::: SUPPLIED INFORMATION
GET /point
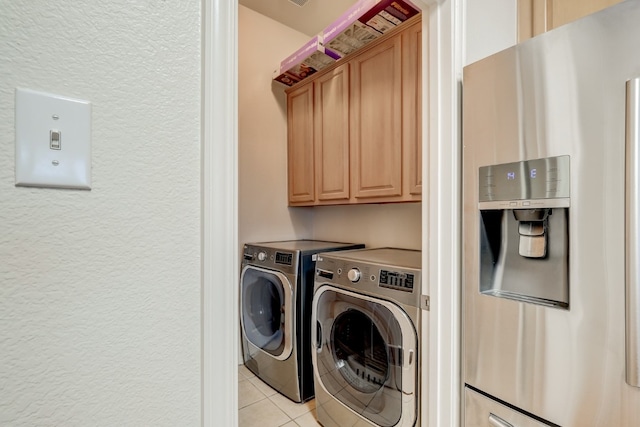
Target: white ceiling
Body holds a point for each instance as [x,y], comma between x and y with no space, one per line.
[309,19]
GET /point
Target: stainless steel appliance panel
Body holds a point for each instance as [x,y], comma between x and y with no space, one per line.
[560,94]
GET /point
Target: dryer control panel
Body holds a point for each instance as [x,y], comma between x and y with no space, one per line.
[396,280]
::::::
#### [WORK REQUIRED]
Pull every line of the listing above out word for word, leaving out the picture.

#### [OUTPUT FOR THIS TASK]
GET /point
Target: white ceiling
Body holds a point for each instance as [x,y], comma between x and y with no space, one per line.
[309,19]
GET /point
Target: stainless steel appliance panel
Body holds a point for each instance as [x,y], comma between x and y with no space, one per line.
[560,94]
GET /point
Target: dryer control panel
Body holds a point for each instance as [x,y], comma between x and y with no space, one per line.
[396,280]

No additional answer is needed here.